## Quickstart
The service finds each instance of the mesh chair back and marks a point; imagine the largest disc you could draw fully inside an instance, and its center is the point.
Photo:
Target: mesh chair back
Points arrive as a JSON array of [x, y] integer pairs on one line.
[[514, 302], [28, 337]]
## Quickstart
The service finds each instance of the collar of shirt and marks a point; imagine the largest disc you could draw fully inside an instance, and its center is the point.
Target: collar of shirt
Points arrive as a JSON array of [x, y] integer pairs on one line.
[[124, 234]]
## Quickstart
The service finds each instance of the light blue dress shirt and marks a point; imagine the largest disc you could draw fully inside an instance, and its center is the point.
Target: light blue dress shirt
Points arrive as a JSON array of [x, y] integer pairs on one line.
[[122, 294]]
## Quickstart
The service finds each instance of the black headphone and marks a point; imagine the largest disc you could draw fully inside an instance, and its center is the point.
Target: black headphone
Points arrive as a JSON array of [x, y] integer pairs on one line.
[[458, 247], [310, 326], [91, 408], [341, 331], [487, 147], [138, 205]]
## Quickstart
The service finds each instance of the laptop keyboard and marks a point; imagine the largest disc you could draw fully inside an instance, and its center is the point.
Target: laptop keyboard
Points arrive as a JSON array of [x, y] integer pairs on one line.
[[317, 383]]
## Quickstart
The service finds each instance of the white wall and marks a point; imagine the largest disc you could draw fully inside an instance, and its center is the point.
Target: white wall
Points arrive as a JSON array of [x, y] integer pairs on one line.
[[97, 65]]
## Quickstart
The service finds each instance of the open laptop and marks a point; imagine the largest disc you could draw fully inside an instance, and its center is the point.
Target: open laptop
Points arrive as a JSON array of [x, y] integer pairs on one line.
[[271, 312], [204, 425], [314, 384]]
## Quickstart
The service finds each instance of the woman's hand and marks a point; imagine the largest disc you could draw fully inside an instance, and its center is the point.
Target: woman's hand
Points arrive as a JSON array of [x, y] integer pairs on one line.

WHAT YOU NEED TO DO: Above are the entries. Copy exactly the part that opens with the line containing "Target: light blue dress shirt" and closes with the line containing "The service finds each instance of the woman's", and no more.

OUTPUT OF THE TASK:
Target: light blue dress shirt
Points arrive as a JSON array of [x, y] integer pairs on one line.
[[122, 294]]
## Quickstart
The service finds each instance of the black headphone and marks a point; imagine the largest disc you could draw fully inside an instance, and its center is the point.
Target: black headphone
Points arrive as a JSON array of [x, y] integer pairs on one line.
[[458, 247], [310, 326], [91, 408], [341, 331], [487, 147], [138, 205]]
## Quickstart
The service finds each instance of the laptop keyboard and marks a point; imagine the largest disc you could draw fully inside an instance, and its center is the point.
Target: laptop keyboard
Points arrive as a JSON array of [x, y] integer pairs on one line.
[[317, 383]]
## Quickstart
The service finds each instance of the white wall and marks a point; imagine the largest disc you could draw fully inside an instance, and its center is the point.
Target: white wall
Points arrive as a JSON array of [x, y] integer pairs on one line.
[[97, 65]]
## Quickstart
The service finds each instance of the open laptop and marks a point; imagine the largest disc you could draw fully inside an instance, and its center is the point.
Target: open laptop
Points arrive as a JSON array of [x, y] integer pairs on one line.
[[271, 312], [204, 425], [314, 384]]
## Quickstart
The service finds each instance of the woman's hand and marks a point; imagine the largest disc you could draw fully inside an instance, and its center is the point.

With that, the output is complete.